(Segmentation mask data)
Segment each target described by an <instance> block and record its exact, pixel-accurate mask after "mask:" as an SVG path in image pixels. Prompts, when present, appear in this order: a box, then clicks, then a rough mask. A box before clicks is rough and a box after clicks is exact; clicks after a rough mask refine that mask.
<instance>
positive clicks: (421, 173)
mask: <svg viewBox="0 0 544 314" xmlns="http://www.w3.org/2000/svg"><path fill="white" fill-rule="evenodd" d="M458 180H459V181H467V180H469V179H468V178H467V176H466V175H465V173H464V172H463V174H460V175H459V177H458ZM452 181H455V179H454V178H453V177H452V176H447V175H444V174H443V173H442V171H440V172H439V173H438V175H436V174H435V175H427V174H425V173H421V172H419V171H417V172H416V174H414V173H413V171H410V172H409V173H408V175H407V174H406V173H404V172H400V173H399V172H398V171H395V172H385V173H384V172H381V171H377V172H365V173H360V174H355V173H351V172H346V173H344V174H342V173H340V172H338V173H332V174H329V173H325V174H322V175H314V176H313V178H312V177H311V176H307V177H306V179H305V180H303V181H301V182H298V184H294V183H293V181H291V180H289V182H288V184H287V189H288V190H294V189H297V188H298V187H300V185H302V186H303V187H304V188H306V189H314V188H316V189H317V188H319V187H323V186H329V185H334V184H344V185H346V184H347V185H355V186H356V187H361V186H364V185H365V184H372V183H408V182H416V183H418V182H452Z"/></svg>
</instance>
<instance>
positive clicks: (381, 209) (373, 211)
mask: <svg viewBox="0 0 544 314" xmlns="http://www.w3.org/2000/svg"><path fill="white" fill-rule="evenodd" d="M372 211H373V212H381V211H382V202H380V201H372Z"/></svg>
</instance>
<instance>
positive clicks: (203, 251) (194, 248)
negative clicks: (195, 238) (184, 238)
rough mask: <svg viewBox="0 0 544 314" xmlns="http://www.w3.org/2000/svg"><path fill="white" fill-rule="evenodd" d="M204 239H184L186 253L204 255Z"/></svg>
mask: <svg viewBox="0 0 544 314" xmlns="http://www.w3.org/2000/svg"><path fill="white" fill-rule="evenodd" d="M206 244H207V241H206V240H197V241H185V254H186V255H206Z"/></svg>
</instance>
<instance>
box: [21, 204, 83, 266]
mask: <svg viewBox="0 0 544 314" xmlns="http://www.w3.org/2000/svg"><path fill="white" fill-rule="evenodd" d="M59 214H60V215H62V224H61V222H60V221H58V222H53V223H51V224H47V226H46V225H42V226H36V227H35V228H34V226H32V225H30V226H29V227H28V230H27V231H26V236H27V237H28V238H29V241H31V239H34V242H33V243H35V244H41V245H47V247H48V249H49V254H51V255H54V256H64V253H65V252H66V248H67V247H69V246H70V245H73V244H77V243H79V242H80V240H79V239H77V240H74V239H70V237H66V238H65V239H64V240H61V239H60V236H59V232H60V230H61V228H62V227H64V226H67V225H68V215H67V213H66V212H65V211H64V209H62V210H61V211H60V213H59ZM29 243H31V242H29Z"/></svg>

• **DESCRIPTION OF THE TASK**:
Repeat each of the entries exactly.

• **SOLUTION FOR THIS PROBLEM**:
Segment each target described by an <instance> block and record its exact, pixel-accurate mask after "mask:" as an SVG path in image pixels. Prompts, when present, appear in this order: a box, then clicks, then a rough mask. A box before clicks is rough and a box after clicks is exact; clicks after a rough mask refine that mask.
<instance>
positive clicks: (421, 173)
mask: <svg viewBox="0 0 544 314" xmlns="http://www.w3.org/2000/svg"><path fill="white" fill-rule="evenodd" d="M458 180H459V181H467V180H469V179H468V178H467V176H466V175H465V173H464V172H463V174H460V175H459V177H458ZM452 181H455V179H454V178H453V177H452V176H447V175H444V174H443V173H442V171H440V172H439V173H438V175H436V174H435V175H427V174H425V173H421V172H419V171H417V172H416V174H414V173H413V171H410V172H409V173H408V175H407V174H406V173H404V172H400V173H399V172H398V171H395V172H385V173H384V172H381V171H377V172H365V173H360V174H355V173H351V172H346V173H344V174H342V173H340V172H338V173H332V174H329V173H325V174H322V175H314V176H313V178H312V177H311V176H307V177H306V179H305V180H303V181H301V182H298V184H294V183H293V181H291V180H289V182H288V184H287V189H288V190H294V189H297V188H298V187H300V185H302V186H303V187H304V188H306V189H314V188H316V189H317V188H319V187H323V186H329V185H334V184H344V185H346V184H347V185H355V186H356V187H361V186H364V185H365V184H372V183H408V182H416V183H418V182H452Z"/></svg>
</instance>
<instance>
positive clicks: (381, 209) (373, 211)
mask: <svg viewBox="0 0 544 314" xmlns="http://www.w3.org/2000/svg"><path fill="white" fill-rule="evenodd" d="M372 211H373V212H381V211H382V202H380V201H372Z"/></svg>
</instance>
<instance>
positive clicks: (203, 251) (194, 248)
negative clicks: (195, 238) (184, 238)
rough mask: <svg viewBox="0 0 544 314" xmlns="http://www.w3.org/2000/svg"><path fill="white" fill-rule="evenodd" d="M204 239H184L186 253L204 255Z"/></svg>
mask: <svg viewBox="0 0 544 314" xmlns="http://www.w3.org/2000/svg"><path fill="white" fill-rule="evenodd" d="M206 244H207V241H206V240H197V241H185V254H186V255H206Z"/></svg>
</instance>
<instance>
box: [21, 204, 83, 266]
mask: <svg viewBox="0 0 544 314" xmlns="http://www.w3.org/2000/svg"><path fill="white" fill-rule="evenodd" d="M59 214H60V215H62V224H61V222H60V221H58V222H53V223H51V224H47V226H46V225H42V226H36V227H35V228H34V226H32V225H30V226H29V227H28V230H27V231H26V236H27V237H28V238H29V241H31V239H34V242H33V243H35V244H41V245H47V247H48V249H49V254H51V255H54V256H64V253H65V252H66V248H67V247H69V246H70V245H73V244H77V243H79V242H80V240H79V239H77V240H74V239H70V237H66V238H65V239H64V240H61V239H60V236H59V232H60V230H61V228H62V227H64V226H67V225H68V215H67V213H66V212H65V211H64V209H62V210H61V211H60V213H59ZM29 243H31V242H29Z"/></svg>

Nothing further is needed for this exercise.